→ What to work on:
Every line below needs to be reproduced exactly.

─── Material supplied ───

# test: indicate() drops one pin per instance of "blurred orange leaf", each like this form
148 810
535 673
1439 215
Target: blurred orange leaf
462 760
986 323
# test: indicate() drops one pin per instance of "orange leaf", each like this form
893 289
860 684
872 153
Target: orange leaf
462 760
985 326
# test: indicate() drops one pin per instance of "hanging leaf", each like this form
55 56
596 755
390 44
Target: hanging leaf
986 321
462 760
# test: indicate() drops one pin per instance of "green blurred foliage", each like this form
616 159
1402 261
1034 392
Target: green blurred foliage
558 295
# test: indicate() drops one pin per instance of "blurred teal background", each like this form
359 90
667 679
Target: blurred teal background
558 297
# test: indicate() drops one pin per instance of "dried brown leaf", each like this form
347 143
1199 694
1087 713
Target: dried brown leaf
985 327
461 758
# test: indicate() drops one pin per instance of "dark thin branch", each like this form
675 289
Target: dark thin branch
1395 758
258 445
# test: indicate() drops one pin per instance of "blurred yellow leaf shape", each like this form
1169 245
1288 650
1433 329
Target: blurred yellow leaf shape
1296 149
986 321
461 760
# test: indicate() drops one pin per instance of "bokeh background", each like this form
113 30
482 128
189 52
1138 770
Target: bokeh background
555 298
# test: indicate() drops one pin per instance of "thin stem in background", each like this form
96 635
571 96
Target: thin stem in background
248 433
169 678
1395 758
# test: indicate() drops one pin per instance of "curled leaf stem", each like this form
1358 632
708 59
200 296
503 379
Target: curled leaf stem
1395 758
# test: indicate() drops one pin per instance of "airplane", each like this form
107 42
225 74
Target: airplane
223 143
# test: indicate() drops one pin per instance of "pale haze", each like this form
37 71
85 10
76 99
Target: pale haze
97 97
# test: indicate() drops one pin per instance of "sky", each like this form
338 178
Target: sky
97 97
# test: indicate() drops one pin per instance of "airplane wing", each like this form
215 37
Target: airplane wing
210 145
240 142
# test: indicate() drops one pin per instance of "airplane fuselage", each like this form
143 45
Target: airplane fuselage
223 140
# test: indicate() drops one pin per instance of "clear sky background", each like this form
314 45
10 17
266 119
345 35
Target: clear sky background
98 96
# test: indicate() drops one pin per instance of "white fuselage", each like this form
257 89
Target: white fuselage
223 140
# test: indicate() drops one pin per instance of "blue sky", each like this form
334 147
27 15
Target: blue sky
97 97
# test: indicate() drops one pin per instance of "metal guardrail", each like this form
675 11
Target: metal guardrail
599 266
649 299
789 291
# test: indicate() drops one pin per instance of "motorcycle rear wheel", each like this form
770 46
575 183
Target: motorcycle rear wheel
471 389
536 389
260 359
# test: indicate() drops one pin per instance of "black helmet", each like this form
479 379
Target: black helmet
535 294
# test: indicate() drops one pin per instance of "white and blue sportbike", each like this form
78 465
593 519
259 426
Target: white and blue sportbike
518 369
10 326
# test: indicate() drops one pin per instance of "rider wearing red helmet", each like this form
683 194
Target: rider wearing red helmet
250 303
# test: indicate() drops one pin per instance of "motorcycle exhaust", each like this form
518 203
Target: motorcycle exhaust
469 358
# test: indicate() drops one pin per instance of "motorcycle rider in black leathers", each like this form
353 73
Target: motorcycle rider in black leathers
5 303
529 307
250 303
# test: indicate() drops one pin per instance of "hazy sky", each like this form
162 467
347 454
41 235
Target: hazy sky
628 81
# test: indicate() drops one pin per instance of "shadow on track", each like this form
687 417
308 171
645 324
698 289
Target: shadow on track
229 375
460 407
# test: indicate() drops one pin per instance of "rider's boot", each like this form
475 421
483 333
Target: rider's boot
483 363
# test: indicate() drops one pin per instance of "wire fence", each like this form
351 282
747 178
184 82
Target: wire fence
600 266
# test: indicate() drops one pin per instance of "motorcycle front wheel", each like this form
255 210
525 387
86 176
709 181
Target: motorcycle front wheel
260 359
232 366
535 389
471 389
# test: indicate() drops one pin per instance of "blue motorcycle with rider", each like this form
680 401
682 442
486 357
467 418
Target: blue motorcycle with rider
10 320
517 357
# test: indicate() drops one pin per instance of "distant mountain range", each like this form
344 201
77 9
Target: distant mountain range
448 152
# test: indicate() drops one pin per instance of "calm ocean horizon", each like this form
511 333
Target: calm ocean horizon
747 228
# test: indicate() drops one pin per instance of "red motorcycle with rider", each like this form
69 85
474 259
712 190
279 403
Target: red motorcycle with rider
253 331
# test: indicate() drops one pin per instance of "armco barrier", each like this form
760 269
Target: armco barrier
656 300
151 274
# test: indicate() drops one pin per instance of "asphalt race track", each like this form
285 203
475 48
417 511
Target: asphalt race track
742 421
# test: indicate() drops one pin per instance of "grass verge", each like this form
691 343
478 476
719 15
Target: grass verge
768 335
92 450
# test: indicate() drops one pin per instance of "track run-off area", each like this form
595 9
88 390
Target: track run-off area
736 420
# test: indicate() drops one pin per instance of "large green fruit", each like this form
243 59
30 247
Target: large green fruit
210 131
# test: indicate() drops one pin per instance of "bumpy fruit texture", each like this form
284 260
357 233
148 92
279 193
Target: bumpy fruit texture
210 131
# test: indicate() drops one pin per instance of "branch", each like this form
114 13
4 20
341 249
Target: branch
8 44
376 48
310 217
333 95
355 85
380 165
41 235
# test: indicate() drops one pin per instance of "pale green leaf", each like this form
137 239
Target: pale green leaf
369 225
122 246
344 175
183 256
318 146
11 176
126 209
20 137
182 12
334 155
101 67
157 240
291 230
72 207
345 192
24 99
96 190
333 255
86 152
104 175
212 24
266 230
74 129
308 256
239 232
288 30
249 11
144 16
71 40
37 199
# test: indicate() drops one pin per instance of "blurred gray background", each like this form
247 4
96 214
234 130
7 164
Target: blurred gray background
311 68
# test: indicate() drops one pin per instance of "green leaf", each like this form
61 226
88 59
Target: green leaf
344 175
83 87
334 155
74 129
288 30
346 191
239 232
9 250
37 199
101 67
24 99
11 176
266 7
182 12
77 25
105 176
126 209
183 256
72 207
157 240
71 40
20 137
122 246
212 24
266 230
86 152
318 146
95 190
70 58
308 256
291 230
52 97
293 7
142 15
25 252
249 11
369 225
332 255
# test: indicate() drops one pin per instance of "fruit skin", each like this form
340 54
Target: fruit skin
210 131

───

→ Worked solution:
# test: indicate() drops one pin per instance of "blurred orange leaf", each like this form
148 810
535 673
1439 215
Target: blurred orange leaf
462 760
986 323
# test: indicate() drops one pin per instance of "orange leaf", each like this form
893 289
860 684
872 153
Target: orange leaf
462 760
985 326
# test: indicate() drops one pin per instance of "hanging leaf", each like this form
55 56
596 755
390 44
Target: hanging leaf
986 321
462 760
# test: indicate() drops one pin per instance of "green blurred foliage", each like this form
616 159
1402 261
1034 392
Target: green blurred foliage
558 295
# test: indicate() drops one pin per instance of "blurred teal background", each like this form
359 90
667 679
Target: blurred teal background
558 297
# test: indicate() drops one pin per instance of "dried brown leaf", each like this form
347 143
1199 694
1087 713
Target: dried brown leaf
985 327
461 758
# test: indicate() drops one pin per instance of "dark thin branch", each like this form
675 289
Target: dark thin branch
1395 758
258 445
# test: indicate() drops one pin per instance of "blurred yellow leaf shape", each like this form
1169 245
1288 650
1433 329
Target: blurred yellow leaf shape
1296 149
986 321
461 760
# test: indicate() drops one pin per instance of "bokeh background", each like this form
113 30
482 128
189 52
1138 770
Target: bokeh background
555 298
# test: indicate() drops one pin per instance of "thin stem in background", each like this form
96 635
571 96
Target: thin stem in background
248 433
169 678
1395 758
# test: indicate() drops one pin per instance of "curled leaf stem", each like this form
1358 632
708 59
200 296
503 379
Target: curled leaf stem
1395 758
# test: indicate() drops one pin per instance of "airplane", each like this form
107 42
225 74
Target: airplane
223 143
# test: indicate() drops one pin per instance of "pale haze", each like this form
37 71
85 10
76 99
Target: pale haze
97 97
# test: indicate() drops one pin per instance of "sky", each like this form
338 178
Target: sky
97 97
# test: indicate() drops one pin per instance of "airplane wing", each like this form
215 37
Target: airplane wing
210 145
240 142
# test: indicate() drops one pin per instance of "airplane fuselage", each like this form
143 45
Target: airplane fuselage
223 140
# test: indicate() drops one pin per instance of "clear sky background", each like this form
314 45
10 17
266 119
345 35
Target: clear sky background
98 96
# test: indicate() drops one pin per instance of "white fuselage", each like this form
257 89
Target: white fuselage
223 140
# test: indicate() drops one pin per instance of "blue sky", each like this form
334 147
27 15
Target: blue sky
97 97
# test: indicate() drops one pin per instance of "metal guardrail", each like this form
675 11
Target: metal guardrail
599 266
649 299
789 291
# test: indicate() drops one pin per instance of "motorcycle rear wheel", each like this form
770 46
575 183
Target: motorcycle rear wheel
471 389
536 389
260 359
# test: indicate() drops one pin per instance of "black helmet", each like this form
479 379
Target: black helmet
535 294
# test: indicate() drops one pin per instance of "white and blue sportbike", each like this form
78 465
593 519
259 426
Target: white and blue sportbike
518 369
10 326
# test: indicate() drops one pin per instance of "rider wearing red helmet", each like this form
683 194
Target: rider wearing red helmet
250 303
# test: indicate() drops one pin per instance of "motorcycle exhaust", each like this form
518 203
Target: motorcycle exhaust
469 358
# test: indicate() drops one pin per instance of "motorcycle rider in black leathers", each like this form
353 73
Target: motorcycle rider in black leathers
5 303
529 307
250 303
# test: indicate() drops one pin per instance of "hazy sky", each like this form
162 467
347 454
41 235
Target: hazy sky
628 81
# test: indicate() drops one pin per instance of "shadow on track", each like this form
687 417
308 171
645 324
698 289
Target: shadow on track
229 375
460 407
# test: indicate() drops one pin per instance of "rider's boot", each like this form
475 421
483 333
Target: rider's boot
483 363
# test: indicate() drops one pin per instance of "wire fence", each like this form
351 282
747 178
184 82
Target: wire fence
600 266
# test: indicate() drops one pin per instance of "motorcycle front wheel", each like this form
255 210
525 387
86 176
709 181
Target: motorcycle front wheel
260 359
232 366
535 389
471 389
# test: indicate() drops one pin per instance of "blue motorcycle with rider", each like this form
680 401
682 442
486 357
467 418
Target: blue motorcycle with rider
10 320
517 357
# test: indicate() drops one pin per instance of "distant mountain range", each like this form
344 201
77 9
Target: distant mountain range
448 152
# test: indicate() drops one pin per instance of "calm ocean horizon", each like this form
511 333
Target: calm ocean horizon
747 228
# test: indicate() drops one pin per instance of "red motorcycle with rider", each like this form
69 85
474 259
712 190
279 403
Target: red motorcycle with rider
253 331
# test: indicate() drops one pin per instance of "armco barrier", each like this form
760 269
Target: armco barrier
656 300
151 274
# test: indicate() drops one pin per instance of "asphalt race track", each like this form
285 203
475 48
417 511
Target: asphalt race track
742 421
# test: indicate() drops one pin per instance of "grass verge", each like this form
691 343
478 476
719 15
Target: grass verge
768 335
92 450
# test: indicate() drops one pin per instance of "track run-off area", each like this form
595 9
88 390
Target: track run-off area
736 420
# test: indicate() drops one pin per instance of "large green fruit", each like this form
243 59
30 247
Target: large green fruit
210 131
# test: indicate() drops one pin per instance of "bumpy fruit texture", each like this form
284 260
357 233
148 92
279 193
Target: bumpy fruit texture
210 131
# test: indicate() drops one pin per instance of "branch", each like this form
114 13
4 20
341 249
Target: branch
8 44
376 48
310 217
333 95
355 85
380 165
41 235
# test: indicate() drops one pin per instance of "pale green leaf", each like this form
137 239
Target: pale green leaf
369 225
122 246
344 175
183 256
318 146
11 176
126 209
20 137
182 12
334 155
101 67
157 240
291 230
72 207
345 192
24 99
96 190
333 255
86 152
104 175
212 24
266 230
74 129
308 256
239 232
288 30
249 11
144 16
71 40
37 199
# test: indicate() drops one pin per instance of "blurred gray background", each like this form
247 4
96 214
234 130
7 164
Target: blurred gray background
311 68
# test: indicate() drops one pin per instance of "green leaf", each like this form
61 226
88 59
Target: green leaf
344 175
83 87
334 155
74 129
288 30
346 191
239 232
9 250
37 199
101 67
24 99
11 176
266 7
182 12
77 25
105 176
126 209
183 256
72 207
157 240
71 40
20 137
122 246
212 24
266 230
86 152
318 146
95 190
70 58
308 256
291 230
52 97
293 7
142 15
25 252
249 11
369 225
332 255
# test: indicate() drops one pin per instance of "fruit skin", each like this form
340 54
Target: fruit skin
210 131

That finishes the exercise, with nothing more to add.